* Start MATERIAL SHOWN *
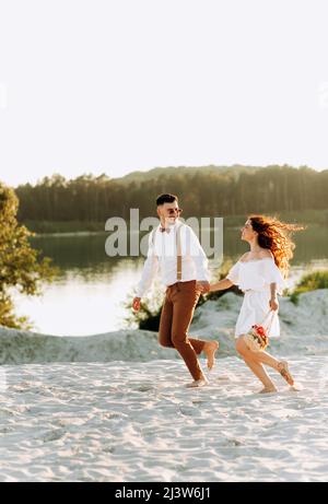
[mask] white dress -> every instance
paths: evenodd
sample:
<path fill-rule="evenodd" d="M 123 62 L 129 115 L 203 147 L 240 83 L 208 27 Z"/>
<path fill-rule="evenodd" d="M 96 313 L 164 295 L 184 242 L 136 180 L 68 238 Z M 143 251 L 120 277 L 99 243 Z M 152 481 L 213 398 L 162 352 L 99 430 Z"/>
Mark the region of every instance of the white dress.
<path fill-rule="evenodd" d="M 245 293 L 242 308 L 236 321 L 235 338 L 249 331 L 254 324 L 261 324 L 270 309 L 270 283 L 277 283 L 277 294 L 282 295 L 285 281 L 271 257 L 249 261 L 238 260 L 229 271 L 226 278 Z M 270 315 L 270 318 L 271 319 Z M 273 312 L 270 338 L 280 336 L 278 310 Z M 268 325 L 269 319 L 266 320 Z"/>

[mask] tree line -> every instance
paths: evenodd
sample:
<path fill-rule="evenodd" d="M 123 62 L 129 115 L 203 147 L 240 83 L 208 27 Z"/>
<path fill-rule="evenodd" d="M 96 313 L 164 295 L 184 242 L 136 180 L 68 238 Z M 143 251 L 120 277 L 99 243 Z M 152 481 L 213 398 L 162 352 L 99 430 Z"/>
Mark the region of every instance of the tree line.
<path fill-rule="evenodd" d="M 55 174 L 36 185 L 16 187 L 19 220 L 94 221 L 109 216 L 129 219 L 131 208 L 140 218 L 154 214 L 162 192 L 178 196 L 183 216 L 241 215 L 249 212 L 324 210 L 328 208 L 328 169 L 307 166 L 267 166 L 257 169 L 192 172 L 176 169 L 152 179 L 131 180 L 81 175 L 66 179 Z"/>

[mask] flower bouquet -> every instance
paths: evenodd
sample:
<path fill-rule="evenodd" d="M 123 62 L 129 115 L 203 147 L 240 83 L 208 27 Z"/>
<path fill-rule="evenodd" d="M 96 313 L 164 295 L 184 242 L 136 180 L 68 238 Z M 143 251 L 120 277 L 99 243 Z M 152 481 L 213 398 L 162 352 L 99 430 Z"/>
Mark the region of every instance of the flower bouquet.
<path fill-rule="evenodd" d="M 268 315 L 270 315 L 270 313 L 271 313 L 270 326 L 266 328 L 262 324 L 267 319 Z M 246 345 L 248 347 L 248 349 L 251 350 L 253 352 L 262 352 L 268 347 L 269 344 L 268 332 L 272 324 L 273 313 L 274 312 L 270 309 L 270 312 L 266 315 L 261 324 L 254 324 L 254 326 L 251 326 L 251 329 L 247 332 L 247 335 L 244 335 L 244 341 Z"/>

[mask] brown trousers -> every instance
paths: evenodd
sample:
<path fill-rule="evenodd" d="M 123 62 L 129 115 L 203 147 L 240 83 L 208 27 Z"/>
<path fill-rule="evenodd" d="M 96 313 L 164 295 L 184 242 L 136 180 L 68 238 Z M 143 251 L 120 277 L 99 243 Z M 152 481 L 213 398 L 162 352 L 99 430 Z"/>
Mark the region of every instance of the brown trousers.
<path fill-rule="evenodd" d="M 202 375 L 197 354 L 201 353 L 206 343 L 188 338 L 188 329 L 199 296 L 196 280 L 169 285 L 166 289 L 159 331 L 160 344 L 175 348 L 179 352 L 194 379 L 199 379 Z"/>

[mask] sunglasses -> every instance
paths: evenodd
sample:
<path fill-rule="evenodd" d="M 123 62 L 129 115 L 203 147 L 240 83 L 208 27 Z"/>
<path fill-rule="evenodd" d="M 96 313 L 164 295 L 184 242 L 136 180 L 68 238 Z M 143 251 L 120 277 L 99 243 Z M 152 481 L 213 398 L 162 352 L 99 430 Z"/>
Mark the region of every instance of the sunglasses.
<path fill-rule="evenodd" d="M 167 212 L 169 215 L 174 215 L 175 213 L 181 213 L 183 209 L 181 208 L 168 208 Z"/>

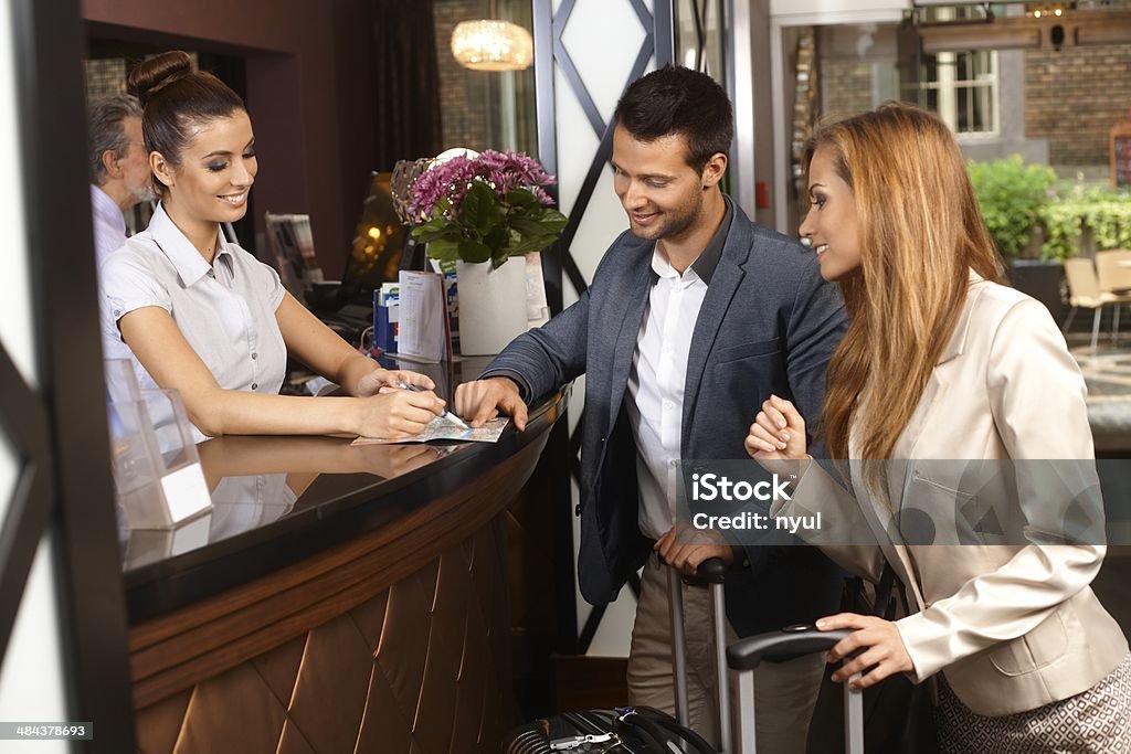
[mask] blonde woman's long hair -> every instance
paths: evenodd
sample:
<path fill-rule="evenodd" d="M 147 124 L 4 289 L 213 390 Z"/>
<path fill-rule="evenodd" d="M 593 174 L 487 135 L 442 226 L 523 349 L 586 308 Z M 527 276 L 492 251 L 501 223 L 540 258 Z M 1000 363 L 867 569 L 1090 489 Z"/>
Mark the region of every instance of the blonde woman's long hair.
<path fill-rule="evenodd" d="M 888 103 L 819 127 L 806 170 L 818 149 L 852 189 L 862 259 L 839 284 L 849 324 L 826 380 L 827 449 L 847 459 L 852 430 L 860 458 L 888 459 L 955 330 L 969 270 L 1000 280 L 1001 259 L 933 113 Z"/>

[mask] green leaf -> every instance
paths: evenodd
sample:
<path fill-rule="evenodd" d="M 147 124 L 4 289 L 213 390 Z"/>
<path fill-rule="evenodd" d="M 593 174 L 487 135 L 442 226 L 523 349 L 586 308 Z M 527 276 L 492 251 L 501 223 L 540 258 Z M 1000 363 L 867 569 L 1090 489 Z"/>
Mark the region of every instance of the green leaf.
<path fill-rule="evenodd" d="M 569 220 L 554 209 L 549 209 L 538 217 L 511 217 L 510 226 L 524 235 L 559 233 Z"/>
<path fill-rule="evenodd" d="M 428 255 L 442 262 L 454 262 L 459 259 L 459 244 L 446 239 L 432 241 L 428 245 Z"/>
<path fill-rule="evenodd" d="M 532 251 L 542 251 L 554 241 L 556 235 L 528 235 L 510 248 L 511 254 L 528 254 Z"/>
<path fill-rule="evenodd" d="M 507 203 L 511 207 L 533 207 L 539 205 L 538 198 L 533 191 L 526 189 L 511 189 L 507 192 Z"/>
<path fill-rule="evenodd" d="M 480 181 L 472 181 L 459 210 L 463 222 L 475 228 L 480 236 L 484 236 L 502 223 L 504 214 L 499 205 L 499 197 L 491 187 Z"/>
<path fill-rule="evenodd" d="M 454 225 L 430 227 L 430 225 L 425 224 L 413 228 L 413 237 L 421 243 L 433 243 L 440 240 L 458 241 L 459 228 Z"/>
<path fill-rule="evenodd" d="M 491 259 L 491 246 L 464 239 L 459 242 L 459 258 L 465 262 L 485 262 Z"/>

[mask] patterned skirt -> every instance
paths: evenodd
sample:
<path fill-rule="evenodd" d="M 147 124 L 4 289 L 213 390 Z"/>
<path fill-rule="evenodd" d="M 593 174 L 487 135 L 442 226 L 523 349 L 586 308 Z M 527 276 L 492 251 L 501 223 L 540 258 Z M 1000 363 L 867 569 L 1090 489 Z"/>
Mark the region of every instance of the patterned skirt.
<path fill-rule="evenodd" d="M 943 754 L 1131 754 L 1131 655 L 1082 694 L 1000 718 L 970 712 L 940 674 L 935 714 Z"/>

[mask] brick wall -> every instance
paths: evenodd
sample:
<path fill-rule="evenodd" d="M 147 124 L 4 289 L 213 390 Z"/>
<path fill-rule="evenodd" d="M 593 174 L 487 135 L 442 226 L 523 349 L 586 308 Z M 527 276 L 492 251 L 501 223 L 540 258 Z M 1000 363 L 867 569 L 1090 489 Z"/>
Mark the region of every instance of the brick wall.
<path fill-rule="evenodd" d="M 872 66 L 856 60 L 822 60 L 821 115 L 846 118 L 872 109 Z"/>
<path fill-rule="evenodd" d="M 1054 166 L 1107 165 L 1107 132 L 1131 120 L 1131 45 L 1025 53 L 1026 136 Z"/>
<path fill-rule="evenodd" d="M 440 63 L 440 113 L 443 147 L 470 147 L 482 151 L 489 144 L 490 77 L 464 68 L 451 54 L 451 31 L 463 20 L 490 18 L 485 0 L 435 0 L 435 47 Z M 423 155 L 422 155 L 423 156 Z"/>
* End MATERIAL SHOWN *
(WORK INSTRUCTIONS)
Resize the data from its start up to and including the line with "245 293 L 242", rewriting every line in that span with the requests included. Multiply each coordinate in the answer outlines by 2.35 and round to whole numbers, halves up, while keeping the requests and their sample paths unchanged and leaving the pictures out.

(OUTPUT FOR THIS TASK)
[mask] white dress -> every instance
paths: evenodd
sample:
<path fill-rule="evenodd" d="M 123 62 L 129 115 L 203 147 L 240 83 L 208 27 Z"/>
<path fill-rule="evenodd" d="M 96 313 L 164 295 L 184 242 L 136 180 L 68 238 Z M 143 251 L 120 277 L 99 243 Z M 152 481 L 213 398 L 162 352 L 99 430 Z"/>
Mark the region of every instance of the white dress.
<path fill-rule="evenodd" d="M 576 689 L 569 724 L 555 754 L 552 794 L 585 778 L 597 761 L 613 761 L 635 726 L 635 665 L 651 665 L 651 691 L 663 693 L 670 660 L 637 604 L 585 613 L 559 611 L 538 637 L 531 653 Z M 635 740 L 635 747 L 637 750 Z M 642 733 L 635 794 L 658 790 L 653 729 Z M 630 764 L 632 750 L 625 752 Z"/>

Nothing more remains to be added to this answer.